═════ Material for this exercise

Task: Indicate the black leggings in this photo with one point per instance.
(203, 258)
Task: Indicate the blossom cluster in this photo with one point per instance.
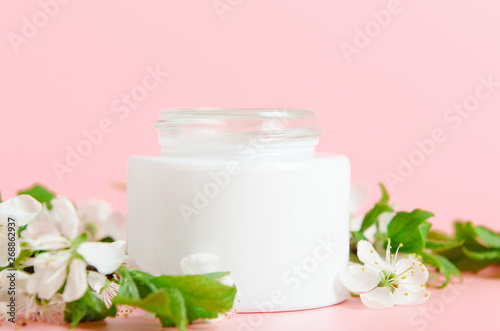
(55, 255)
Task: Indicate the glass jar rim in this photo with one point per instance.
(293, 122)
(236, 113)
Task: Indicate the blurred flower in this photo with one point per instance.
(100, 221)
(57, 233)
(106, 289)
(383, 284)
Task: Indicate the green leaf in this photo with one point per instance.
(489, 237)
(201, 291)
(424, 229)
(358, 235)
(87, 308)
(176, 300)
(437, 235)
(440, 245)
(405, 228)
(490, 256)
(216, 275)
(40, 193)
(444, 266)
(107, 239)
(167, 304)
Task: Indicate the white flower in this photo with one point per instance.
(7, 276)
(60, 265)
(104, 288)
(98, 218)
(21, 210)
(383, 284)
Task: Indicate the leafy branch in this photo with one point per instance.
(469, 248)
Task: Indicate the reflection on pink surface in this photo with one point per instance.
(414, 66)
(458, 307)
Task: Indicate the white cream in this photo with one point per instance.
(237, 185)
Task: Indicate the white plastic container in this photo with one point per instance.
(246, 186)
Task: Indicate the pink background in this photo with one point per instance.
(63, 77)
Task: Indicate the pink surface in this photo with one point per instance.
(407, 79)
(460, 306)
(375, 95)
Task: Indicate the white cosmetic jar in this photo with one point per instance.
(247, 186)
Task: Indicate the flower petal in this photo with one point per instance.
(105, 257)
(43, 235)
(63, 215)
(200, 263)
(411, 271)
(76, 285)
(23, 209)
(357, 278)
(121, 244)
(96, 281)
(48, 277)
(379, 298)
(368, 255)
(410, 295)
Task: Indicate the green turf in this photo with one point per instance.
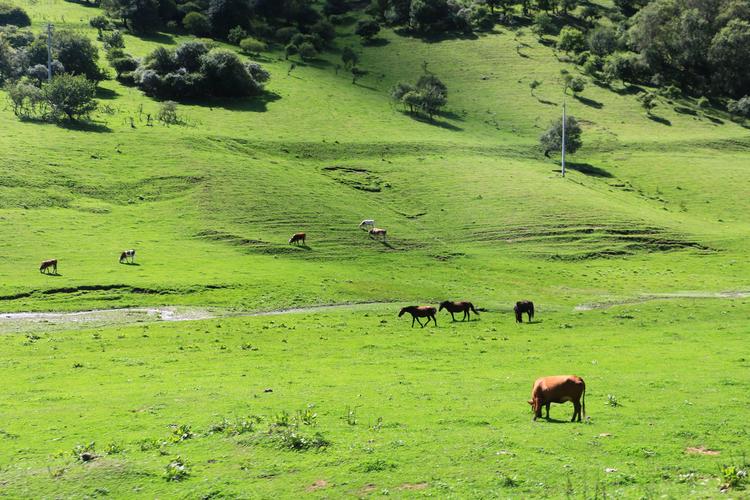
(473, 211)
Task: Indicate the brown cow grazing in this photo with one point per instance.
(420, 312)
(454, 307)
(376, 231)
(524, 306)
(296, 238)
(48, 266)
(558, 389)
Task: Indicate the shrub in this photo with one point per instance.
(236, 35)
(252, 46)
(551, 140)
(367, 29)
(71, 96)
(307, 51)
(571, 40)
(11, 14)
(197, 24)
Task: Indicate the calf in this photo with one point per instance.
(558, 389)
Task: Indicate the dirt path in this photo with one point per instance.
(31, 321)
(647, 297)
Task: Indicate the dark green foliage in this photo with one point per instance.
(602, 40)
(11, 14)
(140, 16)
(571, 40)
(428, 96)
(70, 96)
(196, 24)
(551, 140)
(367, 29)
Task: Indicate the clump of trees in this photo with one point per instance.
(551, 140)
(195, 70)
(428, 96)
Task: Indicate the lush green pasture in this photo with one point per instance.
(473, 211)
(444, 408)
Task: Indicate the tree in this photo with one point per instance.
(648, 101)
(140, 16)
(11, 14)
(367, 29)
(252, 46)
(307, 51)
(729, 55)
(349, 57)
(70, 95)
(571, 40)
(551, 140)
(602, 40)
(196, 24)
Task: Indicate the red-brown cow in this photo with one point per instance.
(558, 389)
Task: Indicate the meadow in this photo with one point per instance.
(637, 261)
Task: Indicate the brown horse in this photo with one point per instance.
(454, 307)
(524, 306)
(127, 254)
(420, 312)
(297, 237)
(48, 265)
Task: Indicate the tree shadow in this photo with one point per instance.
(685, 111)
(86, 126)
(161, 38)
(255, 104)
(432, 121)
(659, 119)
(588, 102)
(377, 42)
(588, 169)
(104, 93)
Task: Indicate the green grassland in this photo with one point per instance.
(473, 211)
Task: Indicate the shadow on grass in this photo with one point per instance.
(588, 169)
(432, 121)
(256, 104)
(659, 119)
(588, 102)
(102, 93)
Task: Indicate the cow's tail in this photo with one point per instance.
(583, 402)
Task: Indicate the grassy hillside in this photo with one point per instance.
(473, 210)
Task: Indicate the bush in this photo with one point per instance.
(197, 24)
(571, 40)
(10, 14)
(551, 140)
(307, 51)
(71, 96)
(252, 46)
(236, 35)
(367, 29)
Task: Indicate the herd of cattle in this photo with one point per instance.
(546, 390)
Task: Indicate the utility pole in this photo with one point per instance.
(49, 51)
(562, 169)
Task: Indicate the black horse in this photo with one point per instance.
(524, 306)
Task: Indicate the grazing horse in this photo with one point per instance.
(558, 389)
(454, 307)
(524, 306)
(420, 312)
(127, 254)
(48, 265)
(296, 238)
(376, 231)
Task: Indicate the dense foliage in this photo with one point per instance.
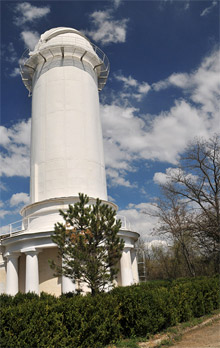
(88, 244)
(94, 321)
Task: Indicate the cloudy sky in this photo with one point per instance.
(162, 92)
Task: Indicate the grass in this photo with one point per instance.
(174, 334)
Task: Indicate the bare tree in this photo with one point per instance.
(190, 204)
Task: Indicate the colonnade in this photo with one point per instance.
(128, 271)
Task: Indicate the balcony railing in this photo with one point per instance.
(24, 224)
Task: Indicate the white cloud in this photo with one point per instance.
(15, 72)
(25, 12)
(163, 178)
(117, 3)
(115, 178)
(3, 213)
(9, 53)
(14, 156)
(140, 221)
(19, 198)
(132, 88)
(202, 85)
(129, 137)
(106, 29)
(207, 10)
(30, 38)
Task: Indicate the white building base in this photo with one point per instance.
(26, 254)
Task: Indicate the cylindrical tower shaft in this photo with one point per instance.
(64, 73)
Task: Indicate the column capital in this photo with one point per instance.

══════════

What to produce :: Turn the lines of all the records above into a numbered list, skipping any blank lines. Leave the pictures out of your answer.

The completed task ::
1. Task: Indicate the black leggings in this photo with one point per instance.
2. (203, 258)
3. Task: Indicate the blossom cluster in this photo with one point per instance.
4. (55, 255)
5. Task: Indicate the glass jar rim in this photo with one point per instance.
6. (293, 122)
7. (236, 113)
8. Task: Indicate the blurred flower in this photo with one point per instance.
9. (100, 221)
10. (57, 233)
11. (106, 289)
12. (383, 284)
13. Task: Indicate the green leaf in this photo with one point per instance.
14. (489, 237)
15. (201, 291)
16. (424, 229)
17. (358, 235)
18. (87, 308)
19. (176, 300)
20. (437, 235)
21. (440, 245)
22. (405, 228)
23. (490, 256)
24. (216, 275)
25. (40, 193)
26. (444, 266)
27. (107, 239)
28. (167, 304)
29. Task: Indicate the white flower in this photo with one point per instance.
30. (7, 276)
31. (60, 265)
32. (104, 288)
33. (98, 218)
34. (21, 210)
35. (383, 284)
36. Task: Indicate the leafy branch in this photo with one point per instance.
37. (469, 248)
38. Task: Indicate the reflection on pink surface in this photo with one point per instance.
39. (414, 66)
40. (458, 307)
41. Task: Indicate the white cream in this photo with one point per instance.
42. (237, 185)
43. Task: Indicate the white plastic container in this photo with one point per instance.
44. (246, 186)
45. Task: Indicate the pink background in this photo with one point per instance.
46. (63, 77)
47. Task: Indicate the pink surface in this photo with one point per instance.
48. (407, 79)
49. (460, 306)
50. (375, 95)
51. Task: Indicate the white cosmetic jar in this photo with one point per instance.
52. (247, 186)
53. Task: Indicate the flower petal in this photo with one point per instance.
54. (105, 257)
55. (43, 235)
56. (63, 215)
57. (200, 263)
58. (411, 271)
59. (76, 285)
60. (23, 209)
61. (357, 278)
62. (121, 244)
63. (96, 281)
64. (48, 277)
65. (379, 298)
66. (368, 255)
67. (410, 295)
68. Task: Indicate the green turf in this photo with one point per instance.
69. (473, 211)
70. Task: Indicate the brown cow grazing in this photo with one point per instance.
71. (420, 312)
72. (454, 307)
73. (376, 231)
74. (524, 306)
75. (296, 238)
76. (48, 266)
77. (558, 389)
78. Task: Indicate the shrub in this photo with one point per instance.
79. (236, 35)
80. (252, 46)
81. (551, 140)
82. (367, 29)
83. (71, 96)
84. (307, 51)
85. (571, 40)
86. (11, 14)
87. (197, 24)
88. Task: Indicate the calf in this photo with one point per instance.
89. (558, 389)
90. Task: Indicate the dirt path in this photo with one point per instance.
91. (31, 321)
92. (647, 297)
93. Task: Indicate the dark green foliage in this photo with one point per instance.
94. (602, 40)
95. (11, 14)
96. (140, 16)
97. (571, 40)
98. (428, 96)
99. (70, 96)
100. (196, 24)
101. (551, 140)
102. (367, 29)
103. Task: Indicate the clump of trees in this photo with one point per instance.
104. (551, 140)
105. (195, 70)
106. (428, 96)
107. Task: Indicate the lush green pasture in this photo with one point per instance.
108. (473, 211)
109. (444, 408)
110. Task: Indicate the tree in this photo with one point per instance.
111. (648, 101)
112. (140, 16)
113. (11, 14)
114. (367, 29)
115. (252, 46)
116. (307, 51)
117. (729, 55)
118. (349, 57)
119. (70, 95)
120. (571, 40)
121. (551, 140)
122. (602, 40)
123. (196, 24)
124. Task: Indicate the red-brown cow in this photo with one point per instance.
125. (558, 389)
126. Task: Indicate the meadow in this photo with one point per instance.
127. (637, 261)
128. Task: Indicate the brown horse in this photo with one point per instance.
129. (454, 307)
130. (524, 306)
131. (127, 254)
132. (420, 312)
133. (297, 237)
134. (48, 265)
135. Task: Indicate the tree shadow in this photo with one point per instance.
136. (685, 111)
137. (86, 126)
138. (161, 38)
139. (255, 104)
140. (432, 121)
141. (659, 119)
142. (588, 102)
143. (377, 42)
144. (588, 169)
145. (104, 93)
146. Task: Indicate the green grassland in this photo with one point per instance.
147. (473, 211)
148. Task: Indicate the shadow on grass in this photo with one point per instance.
149. (588, 169)
150. (432, 121)
151. (256, 104)
152. (659, 119)
153. (588, 102)
154. (102, 93)
155. Task: Indicate the cow's tail in this photo with one point per instance.
156. (583, 402)
157. Task: Indicate the grassy hillside in this photo with one point per instance.
158. (473, 210)
159. Task: Indicate the bush in this photo with one point per instance.
160. (197, 24)
161. (571, 40)
162. (10, 14)
163. (551, 140)
164. (307, 51)
165. (71, 96)
166. (252, 46)
167. (236, 35)
168. (367, 29)
169. Task: Indicate the herd of cattle in this photo with one point per instance.
170. (546, 390)
171. Task: Indicate the utility pole in this photo with one point per instance.
172. (49, 51)
173. (562, 169)
174. Task: Indicate the black horse in this photo with one point per instance.
175. (524, 306)
176. Task: Indicate the grazing horse in this photo with one point per instance.
177. (558, 389)
178. (454, 307)
179. (524, 306)
180. (420, 312)
181. (127, 254)
182. (48, 265)
183. (296, 238)
184. (376, 231)
185. Task: Indicate the dense foliage in this photo with one point per instance.
186. (88, 244)
187. (94, 321)
188. Task: Indicate the cloudy sky in this photo with one point per instance.
189. (162, 92)
190. Task: Indicate the grass in this photo with one point per instance.
191. (174, 334)
192. Task: Indicate the bare tree in this photo with one point per instance.
193. (190, 204)
194. Task: Indicate the colonnade in this photo with one point per instance.
195. (128, 271)
196. Task: Indicate the balcony railing in this photo with one point per instance.
197. (24, 224)
198. Task: Indicate the white cloud in this photo with one point per instance.
199. (15, 72)
200. (25, 12)
201. (163, 178)
202. (117, 3)
203. (115, 178)
204. (3, 213)
205. (9, 53)
206. (14, 156)
207. (140, 221)
208. (19, 198)
209. (132, 88)
210. (202, 85)
211. (129, 137)
212. (106, 29)
213. (207, 10)
214. (30, 38)
215. Task: Indicate the white building base in this photo with one point per instance.
216. (26, 254)
217. Task: Indicate the cylindrical tower shaft in this photo with one point per instance.
218. (64, 73)
219. Task: Indicate the column capital in this photo with one point per instance.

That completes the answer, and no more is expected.